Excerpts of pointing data
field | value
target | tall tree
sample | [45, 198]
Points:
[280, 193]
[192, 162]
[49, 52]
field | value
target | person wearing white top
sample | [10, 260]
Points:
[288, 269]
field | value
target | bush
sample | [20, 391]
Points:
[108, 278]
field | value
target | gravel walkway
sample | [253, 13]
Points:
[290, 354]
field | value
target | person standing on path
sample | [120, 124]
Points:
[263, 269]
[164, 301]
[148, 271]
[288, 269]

--

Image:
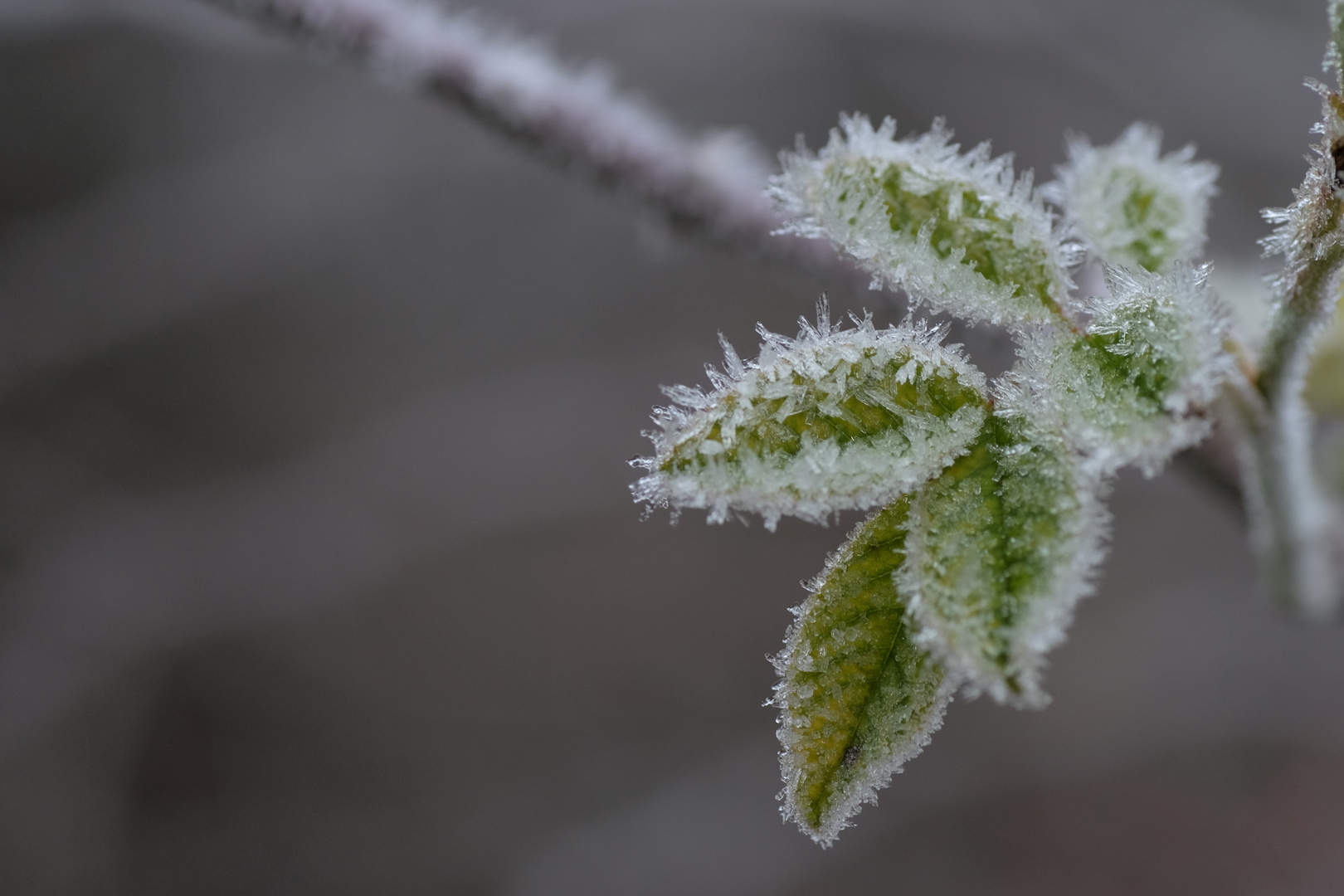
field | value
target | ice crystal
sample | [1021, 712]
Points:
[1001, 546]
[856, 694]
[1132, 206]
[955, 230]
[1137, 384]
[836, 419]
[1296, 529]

**Set exercise**:
Find each line above that contains the word "target" and copy those lines. Matching is case-sensitive.

**Answer below**:
target | tall tree
target | person wearing white top
target | bush
target | gravel walkway
target | person standing on path
target | ice crystal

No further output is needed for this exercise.